Start of Block

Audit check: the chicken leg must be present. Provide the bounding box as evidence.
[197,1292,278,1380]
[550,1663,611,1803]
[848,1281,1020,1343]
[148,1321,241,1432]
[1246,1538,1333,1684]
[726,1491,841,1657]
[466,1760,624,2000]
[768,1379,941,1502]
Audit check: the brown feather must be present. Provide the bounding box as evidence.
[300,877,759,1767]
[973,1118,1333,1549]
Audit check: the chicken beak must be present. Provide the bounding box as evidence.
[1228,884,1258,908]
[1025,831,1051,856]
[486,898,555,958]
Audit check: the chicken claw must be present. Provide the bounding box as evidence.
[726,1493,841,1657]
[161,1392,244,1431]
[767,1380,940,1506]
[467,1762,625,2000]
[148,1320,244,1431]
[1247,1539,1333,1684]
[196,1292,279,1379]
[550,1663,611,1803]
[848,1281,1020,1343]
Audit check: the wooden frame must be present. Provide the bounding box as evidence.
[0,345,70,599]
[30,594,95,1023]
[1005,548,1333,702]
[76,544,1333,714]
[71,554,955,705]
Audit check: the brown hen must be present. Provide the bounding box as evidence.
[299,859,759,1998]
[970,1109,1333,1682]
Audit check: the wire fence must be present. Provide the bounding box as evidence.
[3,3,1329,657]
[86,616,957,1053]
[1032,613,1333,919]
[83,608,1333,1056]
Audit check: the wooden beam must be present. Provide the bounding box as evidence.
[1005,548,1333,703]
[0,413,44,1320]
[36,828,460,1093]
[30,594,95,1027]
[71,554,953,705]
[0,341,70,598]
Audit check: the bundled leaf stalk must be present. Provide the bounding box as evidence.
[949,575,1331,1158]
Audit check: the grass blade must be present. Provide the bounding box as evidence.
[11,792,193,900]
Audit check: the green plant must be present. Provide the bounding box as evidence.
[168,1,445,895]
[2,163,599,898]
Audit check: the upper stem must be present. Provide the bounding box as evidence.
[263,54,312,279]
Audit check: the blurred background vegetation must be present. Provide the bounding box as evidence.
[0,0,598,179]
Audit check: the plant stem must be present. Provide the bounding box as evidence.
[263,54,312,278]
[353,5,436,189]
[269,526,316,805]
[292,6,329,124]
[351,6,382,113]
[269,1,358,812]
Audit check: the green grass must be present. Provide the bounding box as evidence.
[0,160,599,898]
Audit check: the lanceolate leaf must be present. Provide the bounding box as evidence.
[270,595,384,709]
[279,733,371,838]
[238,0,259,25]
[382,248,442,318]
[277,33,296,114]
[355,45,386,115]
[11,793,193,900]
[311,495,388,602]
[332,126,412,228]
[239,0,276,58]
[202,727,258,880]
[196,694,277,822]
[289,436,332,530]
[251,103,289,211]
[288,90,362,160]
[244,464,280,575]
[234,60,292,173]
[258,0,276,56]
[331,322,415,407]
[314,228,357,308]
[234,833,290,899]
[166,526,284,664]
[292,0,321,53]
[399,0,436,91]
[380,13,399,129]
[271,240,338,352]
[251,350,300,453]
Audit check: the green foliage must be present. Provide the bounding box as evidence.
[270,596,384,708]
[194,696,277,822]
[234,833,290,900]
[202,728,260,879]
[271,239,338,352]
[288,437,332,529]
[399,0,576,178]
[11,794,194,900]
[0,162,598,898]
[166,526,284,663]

End of Block

### Work instructions
Write out again, unchanged, every line from the line containing "Audit check: the lanceolate" to the final line of the material above.

### Solution to this problem
Audit check: the lanceolate leaf must be present. Provide the bounding box as evidence.
[270,595,384,709]
[279,733,371,838]
[238,0,259,25]
[382,248,442,318]
[277,33,296,114]
[355,45,386,115]
[11,793,193,900]
[311,495,388,602]
[332,126,412,228]
[239,0,276,58]
[202,727,258,880]
[196,694,277,822]
[289,436,332,530]
[251,103,289,211]
[288,90,362,160]
[244,464,280,575]
[234,60,292,173]
[258,0,276,56]
[331,322,415,407]
[314,228,357,308]
[234,833,290,899]
[166,526,284,664]
[292,0,321,53]
[399,0,436,91]
[380,13,399,129]
[271,240,338,352]
[251,350,300,453]
Audit check: the green foliage must be present. Provide the bounding box as evidence.
[270,596,384,708]
[194,696,277,822]
[234,833,290,900]
[202,728,260,879]
[271,239,338,352]
[288,437,332,529]
[399,0,576,178]
[11,794,194,900]
[0,162,598,898]
[166,526,284,663]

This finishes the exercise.